Collected data:
§
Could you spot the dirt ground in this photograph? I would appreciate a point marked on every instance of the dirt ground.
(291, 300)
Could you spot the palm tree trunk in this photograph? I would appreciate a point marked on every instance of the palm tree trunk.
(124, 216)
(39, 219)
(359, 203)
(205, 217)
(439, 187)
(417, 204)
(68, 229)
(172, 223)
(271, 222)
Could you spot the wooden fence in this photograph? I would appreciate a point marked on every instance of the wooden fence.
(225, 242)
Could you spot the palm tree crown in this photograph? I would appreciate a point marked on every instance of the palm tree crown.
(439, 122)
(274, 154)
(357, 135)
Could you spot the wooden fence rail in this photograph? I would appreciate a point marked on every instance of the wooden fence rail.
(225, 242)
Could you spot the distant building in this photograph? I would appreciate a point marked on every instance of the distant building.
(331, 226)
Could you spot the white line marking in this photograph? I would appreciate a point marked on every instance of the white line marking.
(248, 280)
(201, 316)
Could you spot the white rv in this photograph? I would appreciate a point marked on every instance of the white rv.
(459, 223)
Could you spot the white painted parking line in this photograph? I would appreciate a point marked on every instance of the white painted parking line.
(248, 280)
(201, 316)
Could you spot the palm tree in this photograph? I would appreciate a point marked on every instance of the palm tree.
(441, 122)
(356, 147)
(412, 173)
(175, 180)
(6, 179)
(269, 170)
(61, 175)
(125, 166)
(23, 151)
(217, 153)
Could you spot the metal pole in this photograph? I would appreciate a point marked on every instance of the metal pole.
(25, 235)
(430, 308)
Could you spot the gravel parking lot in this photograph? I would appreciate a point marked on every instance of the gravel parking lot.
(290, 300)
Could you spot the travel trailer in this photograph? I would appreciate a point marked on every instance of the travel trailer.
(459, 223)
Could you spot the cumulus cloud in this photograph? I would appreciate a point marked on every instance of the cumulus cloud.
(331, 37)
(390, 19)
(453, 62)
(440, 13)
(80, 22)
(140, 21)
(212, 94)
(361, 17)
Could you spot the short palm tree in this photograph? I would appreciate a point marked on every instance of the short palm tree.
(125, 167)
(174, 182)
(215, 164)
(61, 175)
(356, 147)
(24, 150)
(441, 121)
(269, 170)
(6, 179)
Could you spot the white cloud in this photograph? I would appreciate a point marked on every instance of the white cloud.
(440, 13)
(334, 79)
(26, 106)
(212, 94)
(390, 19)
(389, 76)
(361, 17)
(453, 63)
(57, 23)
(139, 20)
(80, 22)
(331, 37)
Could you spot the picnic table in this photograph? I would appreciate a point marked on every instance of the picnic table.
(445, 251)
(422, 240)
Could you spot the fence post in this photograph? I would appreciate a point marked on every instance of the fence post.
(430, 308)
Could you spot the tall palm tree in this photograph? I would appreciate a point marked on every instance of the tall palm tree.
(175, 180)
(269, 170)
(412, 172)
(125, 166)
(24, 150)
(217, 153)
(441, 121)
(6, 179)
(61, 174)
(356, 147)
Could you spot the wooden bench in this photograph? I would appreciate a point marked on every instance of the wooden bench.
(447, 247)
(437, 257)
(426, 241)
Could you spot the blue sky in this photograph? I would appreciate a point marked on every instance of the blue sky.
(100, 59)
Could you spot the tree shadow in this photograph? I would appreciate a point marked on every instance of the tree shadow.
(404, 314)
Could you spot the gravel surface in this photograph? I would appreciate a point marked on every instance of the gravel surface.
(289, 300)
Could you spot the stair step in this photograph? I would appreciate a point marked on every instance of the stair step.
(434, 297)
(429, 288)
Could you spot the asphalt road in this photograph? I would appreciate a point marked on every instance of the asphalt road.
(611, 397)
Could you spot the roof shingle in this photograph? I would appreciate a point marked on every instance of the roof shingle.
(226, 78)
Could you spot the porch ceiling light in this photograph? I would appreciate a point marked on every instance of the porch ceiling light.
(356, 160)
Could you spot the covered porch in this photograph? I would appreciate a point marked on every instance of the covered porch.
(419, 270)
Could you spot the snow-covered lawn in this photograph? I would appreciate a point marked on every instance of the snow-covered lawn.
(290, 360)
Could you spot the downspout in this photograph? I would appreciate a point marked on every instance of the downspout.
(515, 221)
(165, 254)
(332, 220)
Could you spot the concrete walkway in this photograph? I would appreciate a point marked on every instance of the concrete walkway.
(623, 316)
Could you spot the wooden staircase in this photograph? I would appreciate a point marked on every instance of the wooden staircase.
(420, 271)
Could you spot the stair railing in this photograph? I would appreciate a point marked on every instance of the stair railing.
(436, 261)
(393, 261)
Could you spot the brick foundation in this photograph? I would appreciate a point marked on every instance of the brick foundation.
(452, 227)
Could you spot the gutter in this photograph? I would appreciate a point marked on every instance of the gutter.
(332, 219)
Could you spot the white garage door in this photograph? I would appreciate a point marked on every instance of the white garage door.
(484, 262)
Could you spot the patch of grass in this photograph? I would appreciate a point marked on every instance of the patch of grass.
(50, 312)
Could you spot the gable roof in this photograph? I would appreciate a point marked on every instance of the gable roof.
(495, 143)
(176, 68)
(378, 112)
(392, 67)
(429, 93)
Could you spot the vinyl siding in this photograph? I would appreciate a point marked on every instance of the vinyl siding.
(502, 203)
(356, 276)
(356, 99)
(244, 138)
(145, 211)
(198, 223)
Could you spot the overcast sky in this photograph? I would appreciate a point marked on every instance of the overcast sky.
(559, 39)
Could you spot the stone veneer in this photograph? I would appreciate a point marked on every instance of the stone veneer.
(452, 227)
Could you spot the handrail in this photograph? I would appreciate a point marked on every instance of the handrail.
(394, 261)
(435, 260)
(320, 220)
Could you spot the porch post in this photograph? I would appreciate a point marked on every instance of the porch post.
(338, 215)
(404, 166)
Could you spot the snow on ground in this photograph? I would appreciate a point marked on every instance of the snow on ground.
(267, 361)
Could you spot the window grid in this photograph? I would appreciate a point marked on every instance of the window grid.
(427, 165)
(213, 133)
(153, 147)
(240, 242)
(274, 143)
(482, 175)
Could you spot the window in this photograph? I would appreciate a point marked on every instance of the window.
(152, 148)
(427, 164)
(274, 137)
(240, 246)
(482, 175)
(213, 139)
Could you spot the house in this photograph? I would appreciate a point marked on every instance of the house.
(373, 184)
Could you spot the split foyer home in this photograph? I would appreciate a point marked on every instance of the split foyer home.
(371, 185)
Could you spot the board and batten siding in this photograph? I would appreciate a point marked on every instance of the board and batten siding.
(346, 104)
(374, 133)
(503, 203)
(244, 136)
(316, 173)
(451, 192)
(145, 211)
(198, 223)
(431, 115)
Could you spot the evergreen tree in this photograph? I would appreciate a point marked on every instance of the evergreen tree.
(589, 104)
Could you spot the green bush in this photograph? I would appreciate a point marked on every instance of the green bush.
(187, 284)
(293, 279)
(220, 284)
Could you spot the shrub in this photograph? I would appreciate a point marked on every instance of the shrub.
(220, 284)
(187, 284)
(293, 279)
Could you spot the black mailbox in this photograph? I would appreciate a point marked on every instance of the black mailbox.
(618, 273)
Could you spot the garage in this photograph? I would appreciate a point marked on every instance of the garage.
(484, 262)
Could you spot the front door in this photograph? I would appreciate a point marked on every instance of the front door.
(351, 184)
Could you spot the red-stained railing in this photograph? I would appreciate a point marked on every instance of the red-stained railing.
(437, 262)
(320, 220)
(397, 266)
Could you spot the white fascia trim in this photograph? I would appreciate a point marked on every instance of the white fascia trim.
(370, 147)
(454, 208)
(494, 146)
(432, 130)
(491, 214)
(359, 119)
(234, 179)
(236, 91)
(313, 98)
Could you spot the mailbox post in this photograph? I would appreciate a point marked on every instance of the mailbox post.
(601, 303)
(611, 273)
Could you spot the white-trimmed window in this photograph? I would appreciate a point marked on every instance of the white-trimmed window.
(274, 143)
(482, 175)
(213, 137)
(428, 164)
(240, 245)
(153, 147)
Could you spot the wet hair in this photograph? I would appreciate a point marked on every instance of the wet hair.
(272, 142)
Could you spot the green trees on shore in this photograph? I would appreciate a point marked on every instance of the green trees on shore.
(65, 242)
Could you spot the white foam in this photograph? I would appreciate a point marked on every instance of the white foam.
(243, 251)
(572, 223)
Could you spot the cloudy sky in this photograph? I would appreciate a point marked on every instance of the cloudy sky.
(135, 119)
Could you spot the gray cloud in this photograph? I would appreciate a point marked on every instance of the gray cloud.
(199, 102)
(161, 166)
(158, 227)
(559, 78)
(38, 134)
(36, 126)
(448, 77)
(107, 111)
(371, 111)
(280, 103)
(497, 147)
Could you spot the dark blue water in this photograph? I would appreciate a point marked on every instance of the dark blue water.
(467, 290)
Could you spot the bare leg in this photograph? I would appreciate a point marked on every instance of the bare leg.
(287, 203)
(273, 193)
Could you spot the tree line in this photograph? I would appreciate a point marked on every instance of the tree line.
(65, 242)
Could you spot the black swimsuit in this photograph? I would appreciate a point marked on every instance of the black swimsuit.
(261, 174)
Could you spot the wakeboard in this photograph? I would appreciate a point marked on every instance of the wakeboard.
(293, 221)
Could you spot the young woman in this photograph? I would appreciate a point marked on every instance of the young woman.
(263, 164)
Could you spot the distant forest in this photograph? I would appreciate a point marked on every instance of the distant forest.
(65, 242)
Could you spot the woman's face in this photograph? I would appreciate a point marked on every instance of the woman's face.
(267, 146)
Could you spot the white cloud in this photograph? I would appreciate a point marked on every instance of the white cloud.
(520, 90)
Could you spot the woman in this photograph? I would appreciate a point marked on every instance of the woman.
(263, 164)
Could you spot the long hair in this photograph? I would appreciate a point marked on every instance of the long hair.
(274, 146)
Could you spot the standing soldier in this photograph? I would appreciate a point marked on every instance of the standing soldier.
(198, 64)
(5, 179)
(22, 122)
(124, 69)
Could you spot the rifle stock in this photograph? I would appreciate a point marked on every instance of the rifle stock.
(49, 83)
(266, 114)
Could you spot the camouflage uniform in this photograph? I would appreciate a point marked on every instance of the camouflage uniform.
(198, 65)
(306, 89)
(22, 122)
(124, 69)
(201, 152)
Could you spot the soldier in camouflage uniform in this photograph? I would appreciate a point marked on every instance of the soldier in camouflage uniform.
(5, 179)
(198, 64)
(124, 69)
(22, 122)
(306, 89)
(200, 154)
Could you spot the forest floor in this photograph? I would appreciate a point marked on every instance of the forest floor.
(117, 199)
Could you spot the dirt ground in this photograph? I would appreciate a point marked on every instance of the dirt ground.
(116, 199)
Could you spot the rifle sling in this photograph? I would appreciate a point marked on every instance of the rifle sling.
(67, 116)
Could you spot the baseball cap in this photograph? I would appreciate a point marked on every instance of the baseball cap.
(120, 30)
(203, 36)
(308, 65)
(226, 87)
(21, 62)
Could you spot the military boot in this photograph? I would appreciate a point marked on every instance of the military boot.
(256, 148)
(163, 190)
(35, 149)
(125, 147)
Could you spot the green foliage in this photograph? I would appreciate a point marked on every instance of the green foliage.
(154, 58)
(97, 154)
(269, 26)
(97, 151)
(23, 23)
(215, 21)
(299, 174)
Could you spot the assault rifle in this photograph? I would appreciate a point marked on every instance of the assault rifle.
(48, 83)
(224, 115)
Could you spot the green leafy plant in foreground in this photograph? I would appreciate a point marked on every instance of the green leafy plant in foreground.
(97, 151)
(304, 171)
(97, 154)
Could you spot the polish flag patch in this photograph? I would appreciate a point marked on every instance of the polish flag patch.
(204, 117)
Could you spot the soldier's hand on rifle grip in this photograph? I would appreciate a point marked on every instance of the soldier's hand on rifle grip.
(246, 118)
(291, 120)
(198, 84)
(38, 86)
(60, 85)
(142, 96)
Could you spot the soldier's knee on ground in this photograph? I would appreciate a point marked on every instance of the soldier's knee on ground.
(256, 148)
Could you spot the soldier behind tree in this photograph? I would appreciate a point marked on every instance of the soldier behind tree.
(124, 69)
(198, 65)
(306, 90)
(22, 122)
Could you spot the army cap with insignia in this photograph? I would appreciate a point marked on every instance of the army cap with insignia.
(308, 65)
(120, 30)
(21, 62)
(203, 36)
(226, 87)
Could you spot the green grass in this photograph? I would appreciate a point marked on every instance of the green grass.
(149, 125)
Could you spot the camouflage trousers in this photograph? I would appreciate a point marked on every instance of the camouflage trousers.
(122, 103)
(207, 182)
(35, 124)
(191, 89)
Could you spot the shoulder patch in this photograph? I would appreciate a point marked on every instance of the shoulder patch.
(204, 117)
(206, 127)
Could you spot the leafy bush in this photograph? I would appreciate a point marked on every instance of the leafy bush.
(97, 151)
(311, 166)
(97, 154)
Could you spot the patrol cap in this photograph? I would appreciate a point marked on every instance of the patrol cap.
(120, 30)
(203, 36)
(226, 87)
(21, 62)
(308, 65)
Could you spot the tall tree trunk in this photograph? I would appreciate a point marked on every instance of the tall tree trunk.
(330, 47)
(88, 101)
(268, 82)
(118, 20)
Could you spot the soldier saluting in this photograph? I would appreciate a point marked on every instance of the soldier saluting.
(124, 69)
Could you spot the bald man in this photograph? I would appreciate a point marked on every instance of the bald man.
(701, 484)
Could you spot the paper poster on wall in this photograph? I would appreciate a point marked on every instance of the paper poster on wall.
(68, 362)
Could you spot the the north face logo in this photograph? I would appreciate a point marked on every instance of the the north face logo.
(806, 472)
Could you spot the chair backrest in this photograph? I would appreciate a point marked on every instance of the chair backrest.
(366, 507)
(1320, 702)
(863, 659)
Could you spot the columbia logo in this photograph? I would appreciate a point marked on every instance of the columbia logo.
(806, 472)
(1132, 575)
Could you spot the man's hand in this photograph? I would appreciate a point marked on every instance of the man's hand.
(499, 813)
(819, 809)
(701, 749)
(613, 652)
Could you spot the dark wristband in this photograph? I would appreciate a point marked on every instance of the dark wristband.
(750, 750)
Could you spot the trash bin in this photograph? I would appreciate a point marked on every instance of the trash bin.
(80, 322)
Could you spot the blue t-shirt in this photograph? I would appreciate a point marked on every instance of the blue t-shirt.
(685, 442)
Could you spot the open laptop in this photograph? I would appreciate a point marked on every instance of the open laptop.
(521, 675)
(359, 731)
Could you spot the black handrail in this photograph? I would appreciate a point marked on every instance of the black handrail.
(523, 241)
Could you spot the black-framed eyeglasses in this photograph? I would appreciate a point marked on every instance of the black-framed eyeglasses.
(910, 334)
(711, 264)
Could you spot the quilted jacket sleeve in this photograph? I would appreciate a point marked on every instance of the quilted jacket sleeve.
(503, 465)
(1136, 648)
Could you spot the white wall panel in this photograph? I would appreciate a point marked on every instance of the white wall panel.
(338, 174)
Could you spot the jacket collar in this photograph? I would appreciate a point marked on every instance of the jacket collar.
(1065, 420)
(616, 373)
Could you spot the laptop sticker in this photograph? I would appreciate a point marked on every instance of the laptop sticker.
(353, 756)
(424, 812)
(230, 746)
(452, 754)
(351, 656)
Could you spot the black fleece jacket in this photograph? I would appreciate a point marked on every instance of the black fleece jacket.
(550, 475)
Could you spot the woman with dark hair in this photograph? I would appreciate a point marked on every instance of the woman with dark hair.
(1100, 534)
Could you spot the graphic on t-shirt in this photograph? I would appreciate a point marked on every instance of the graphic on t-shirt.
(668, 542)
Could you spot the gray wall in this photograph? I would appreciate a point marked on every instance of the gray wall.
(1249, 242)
§
What to produce:
Output, and output only, the lines from the one containing "Could you spot the gray wall" through the last line of the data above.

Task output:
Could you spot the gray wall in this photograph? I would appreciate a point marked on every instance of the gray wall.
(1249, 242)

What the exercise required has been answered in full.